OBJECTIVE: In the records below, change "give the coordinates" to "state the coordinates" wherever it occurs, and write them out again with nothing else altered.

(Named object pointing records)
--------------------------------
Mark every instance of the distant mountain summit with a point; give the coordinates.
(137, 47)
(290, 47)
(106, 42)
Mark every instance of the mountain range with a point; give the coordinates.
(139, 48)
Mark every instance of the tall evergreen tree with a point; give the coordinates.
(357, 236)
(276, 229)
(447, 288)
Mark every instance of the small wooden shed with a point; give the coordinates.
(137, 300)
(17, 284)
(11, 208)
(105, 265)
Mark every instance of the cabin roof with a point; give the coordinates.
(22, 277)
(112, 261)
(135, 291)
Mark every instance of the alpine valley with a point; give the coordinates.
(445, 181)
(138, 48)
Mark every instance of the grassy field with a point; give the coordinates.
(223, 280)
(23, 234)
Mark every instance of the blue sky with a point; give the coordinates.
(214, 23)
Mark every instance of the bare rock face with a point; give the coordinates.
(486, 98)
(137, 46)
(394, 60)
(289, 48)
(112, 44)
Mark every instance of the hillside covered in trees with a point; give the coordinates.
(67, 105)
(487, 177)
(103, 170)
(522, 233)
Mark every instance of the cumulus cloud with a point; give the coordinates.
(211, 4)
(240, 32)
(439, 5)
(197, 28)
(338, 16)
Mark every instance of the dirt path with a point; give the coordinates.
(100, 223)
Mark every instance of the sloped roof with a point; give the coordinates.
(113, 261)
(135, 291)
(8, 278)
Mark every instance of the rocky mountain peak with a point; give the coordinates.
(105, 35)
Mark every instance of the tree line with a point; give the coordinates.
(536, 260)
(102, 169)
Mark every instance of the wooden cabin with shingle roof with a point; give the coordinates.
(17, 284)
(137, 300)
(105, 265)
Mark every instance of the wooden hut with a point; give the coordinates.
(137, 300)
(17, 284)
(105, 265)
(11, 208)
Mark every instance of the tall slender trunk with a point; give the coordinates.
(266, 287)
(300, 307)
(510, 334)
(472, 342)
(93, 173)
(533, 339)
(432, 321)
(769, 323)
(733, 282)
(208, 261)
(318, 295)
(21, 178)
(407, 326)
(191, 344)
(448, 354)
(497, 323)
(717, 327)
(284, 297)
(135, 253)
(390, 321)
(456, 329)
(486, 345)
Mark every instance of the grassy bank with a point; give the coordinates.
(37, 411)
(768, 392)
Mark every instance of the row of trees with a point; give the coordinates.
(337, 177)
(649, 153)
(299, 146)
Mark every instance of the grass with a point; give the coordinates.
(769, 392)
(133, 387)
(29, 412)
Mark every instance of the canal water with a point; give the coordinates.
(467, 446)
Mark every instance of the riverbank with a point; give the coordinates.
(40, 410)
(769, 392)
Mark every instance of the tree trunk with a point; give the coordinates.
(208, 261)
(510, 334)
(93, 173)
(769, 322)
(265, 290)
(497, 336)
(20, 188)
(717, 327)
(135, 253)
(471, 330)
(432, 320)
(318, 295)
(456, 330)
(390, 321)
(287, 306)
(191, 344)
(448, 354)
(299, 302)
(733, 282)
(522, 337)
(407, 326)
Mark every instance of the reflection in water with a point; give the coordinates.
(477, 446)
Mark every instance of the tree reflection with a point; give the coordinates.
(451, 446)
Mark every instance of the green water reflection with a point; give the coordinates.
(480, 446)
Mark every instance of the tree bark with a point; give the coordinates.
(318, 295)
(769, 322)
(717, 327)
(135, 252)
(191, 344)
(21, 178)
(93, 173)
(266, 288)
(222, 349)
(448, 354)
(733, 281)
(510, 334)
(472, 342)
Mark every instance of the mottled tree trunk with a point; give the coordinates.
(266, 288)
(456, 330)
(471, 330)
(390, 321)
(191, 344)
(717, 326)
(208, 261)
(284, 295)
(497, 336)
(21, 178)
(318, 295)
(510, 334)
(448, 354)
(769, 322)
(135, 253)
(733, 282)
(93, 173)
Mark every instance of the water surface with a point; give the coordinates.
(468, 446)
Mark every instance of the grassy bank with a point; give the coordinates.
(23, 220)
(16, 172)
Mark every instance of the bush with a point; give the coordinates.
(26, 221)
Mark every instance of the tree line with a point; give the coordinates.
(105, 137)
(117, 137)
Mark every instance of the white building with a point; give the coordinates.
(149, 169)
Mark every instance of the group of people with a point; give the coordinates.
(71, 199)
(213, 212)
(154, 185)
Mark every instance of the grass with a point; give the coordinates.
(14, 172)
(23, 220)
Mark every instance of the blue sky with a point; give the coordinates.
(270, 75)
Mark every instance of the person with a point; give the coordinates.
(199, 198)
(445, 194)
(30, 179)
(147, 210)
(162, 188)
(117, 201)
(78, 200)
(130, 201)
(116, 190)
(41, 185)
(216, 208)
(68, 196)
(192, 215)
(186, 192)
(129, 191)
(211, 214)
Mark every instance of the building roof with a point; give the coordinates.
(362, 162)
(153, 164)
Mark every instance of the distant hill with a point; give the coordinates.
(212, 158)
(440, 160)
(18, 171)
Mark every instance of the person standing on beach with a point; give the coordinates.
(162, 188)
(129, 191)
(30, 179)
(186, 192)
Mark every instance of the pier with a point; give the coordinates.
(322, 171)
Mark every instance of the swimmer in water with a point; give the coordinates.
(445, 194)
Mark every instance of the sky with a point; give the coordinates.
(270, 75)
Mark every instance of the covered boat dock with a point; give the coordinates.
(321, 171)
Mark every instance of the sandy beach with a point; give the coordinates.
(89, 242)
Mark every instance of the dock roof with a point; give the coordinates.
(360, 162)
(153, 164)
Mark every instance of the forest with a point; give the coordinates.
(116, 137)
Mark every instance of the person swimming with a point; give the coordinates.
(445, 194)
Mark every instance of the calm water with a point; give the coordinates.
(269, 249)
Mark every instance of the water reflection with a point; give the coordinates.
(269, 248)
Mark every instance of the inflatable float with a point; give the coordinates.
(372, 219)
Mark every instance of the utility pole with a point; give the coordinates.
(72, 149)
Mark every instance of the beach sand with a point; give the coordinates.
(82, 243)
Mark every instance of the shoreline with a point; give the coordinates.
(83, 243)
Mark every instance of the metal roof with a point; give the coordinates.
--------------------------------
FINAL RESULT:
Mark every instance of the distant mountain summit with a point; state the coordinates.
(137, 47)
(290, 47)
(106, 42)
Mark every instance of the mountain range with a point; state the coordinates.
(139, 48)
Mark every instance of the tall evergreen tree with a point; state the coordinates.
(357, 236)
(276, 229)
(447, 288)
Mark every instance of the small wooden shed with a point; state the coordinates.
(137, 300)
(17, 284)
(11, 208)
(105, 265)
Mark every instance of the cabin roof with a point; state the coordinates.
(22, 277)
(112, 261)
(135, 291)
Mark every instance of the alpine valley with a point; state the coordinates.
(445, 181)
(138, 48)
Mark every instance of the grassy field with a point; state the coordinates.
(223, 280)
(23, 234)
Mark every instance of the blue sky with a point; state the coordinates.
(214, 23)
Mark every instance of the bare rock face with a point; state the coordinates.
(486, 98)
(137, 46)
(394, 60)
(289, 48)
(112, 44)
Mark every instance of the hillside covered in trees with a point; state the coordinates.
(67, 105)
(487, 177)
(103, 170)
(522, 233)
Mark every instance of the cumulus cloud with a point; state the coordinates.
(211, 4)
(240, 32)
(439, 5)
(197, 28)
(338, 16)
Mark every instance of the dirt path with a point; state the coordinates.
(100, 223)
Mark every instance of the sloped roof with a point; state the coordinates.
(113, 261)
(135, 291)
(8, 278)
Mark every instance of the rocky mountain peak with a point; state the coordinates.
(105, 35)
Mark every instance of the tree line with a point; state the coordinates.
(536, 260)
(102, 169)
Mark every instance of the wooden cabin with shingle roof with a point; state the coordinates.
(17, 284)
(137, 300)
(105, 265)
Mark every instance of the wooden hut with a point; state the coordinates.
(137, 300)
(17, 284)
(105, 265)
(11, 208)
Mark every instance of the tall slender trunk with a point; state the coordinates.
(266, 287)
(300, 307)
(510, 334)
(472, 342)
(93, 173)
(533, 339)
(432, 321)
(769, 323)
(733, 282)
(208, 261)
(318, 295)
(21, 178)
(407, 326)
(191, 344)
(448, 354)
(497, 323)
(717, 327)
(284, 297)
(135, 253)
(390, 321)
(456, 329)
(486, 345)
Mark every instance of the grassy bank with a point; state the coordinates.
(37, 411)
(768, 392)
Mark every instance of the row of trees with a point; state the coordinates.
(337, 177)
(649, 153)
(299, 146)
Mark every instance of the grass with a point; state the coordinates.
(769, 392)
(133, 387)
(29, 412)
Mark every instance of the canal water with a point; state the coordinates.
(467, 446)
Mark every instance of the riverbank with a point; state the coordinates.
(40, 410)
(769, 392)
Mark every instance of the tree trunk with a point; state the coordinates.
(208, 261)
(510, 334)
(93, 173)
(769, 322)
(265, 290)
(497, 336)
(20, 188)
(717, 327)
(135, 253)
(471, 330)
(432, 320)
(318, 295)
(456, 330)
(390, 321)
(287, 306)
(191, 344)
(448, 354)
(299, 302)
(733, 282)
(522, 337)
(407, 326)
Mark every instance of the reflection in water with a point; state the coordinates.
(477, 446)
Mark every instance of the tree reflection with a point; state the coordinates.
(451, 446)
Mark every instance of the green water reflection with a point; state the coordinates.
(480, 446)
Mark every instance of the tree bark with a point; state the coordinates.
(318, 295)
(769, 322)
(717, 327)
(135, 252)
(191, 344)
(21, 178)
(93, 173)
(266, 288)
(222, 349)
(448, 354)
(733, 281)
(510, 334)
(472, 342)
Mark every instance of the mottled tree trunk with a point; state the coordinates.
(266, 288)
(456, 330)
(471, 330)
(390, 321)
(191, 344)
(717, 326)
(208, 261)
(284, 295)
(497, 336)
(21, 178)
(318, 295)
(510, 334)
(448, 354)
(769, 322)
(135, 253)
(733, 282)
(93, 173)
Mark every instance of the water surface with a point; state the coordinates.
(468, 446)
Mark every instance of the grassy bank with a point; state the coordinates.
(23, 220)
(16, 172)
Mark every instance of the bush with a point; state the coordinates.
(26, 221)
Mark every instance of the tree line with a point; state the coordinates.
(105, 137)
(117, 137)
Mark every instance of the white building with a point; state the coordinates.
(149, 169)
Mark every instance of the group of people with a point; state the coordinates.
(71, 199)
(213, 212)
(154, 185)
Mark every instance of the grass with a point; state the coordinates.
(14, 172)
(23, 220)
Mark every instance of the blue sky with a point; state the coordinates.
(270, 75)
Mark every instance of the person with a point; state the coordinates.
(199, 198)
(445, 194)
(30, 179)
(147, 210)
(162, 188)
(117, 201)
(78, 200)
(130, 201)
(116, 190)
(41, 185)
(216, 208)
(68, 196)
(192, 215)
(186, 192)
(129, 191)
(211, 214)
Mark every instance of the building roof with a point; state the coordinates.
(362, 162)
(153, 164)
Mark every instance of the distant hill with a point; state the coordinates.
(212, 158)
(440, 160)
(18, 171)
Mark every instance of the person standing on beach with a point; state the coordinates.
(162, 188)
(129, 191)
(30, 179)
(186, 192)
Mark every instance of the pier with a point; state the coordinates.
(322, 171)
Mark every instance of the swimmer in water with a point; state the coordinates.
(445, 194)
Mark every instance of the sky with a point; state the coordinates.
(270, 75)
Mark every instance of the covered boat dock with a point; state the coordinates.
(321, 171)
Mark every instance of the sandy beach with a point; state the coordinates.
(89, 242)
Mark every instance of the dock roof with a point; state the coordinates.
(360, 162)
(153, 164)
Mark every instance of the forest with a point; state the coordinates.
(116, 137)
Mark every instance of the person swimming with a point; state the coordinates.
(445, 194)
Mark every instance of the calm water with a point; state the coordinates.
(269, 249)
Mark every instance of the water reflection with a point; state the coordinates.
(269, 248)
Mark every instance of the inflatable float with a point; state the coordinates.
(372, 219)
Mark every instance of the utility pole with a point; state the coordinates.
(72, 149)
Mark every instance of the beach sand with a point; state the coordinates.
(82, 243)
Mark every instance of the shoreline with a point; state the coordinates.
(83, 243)
Mark every instance of the metal roof with a point; state the coordinates.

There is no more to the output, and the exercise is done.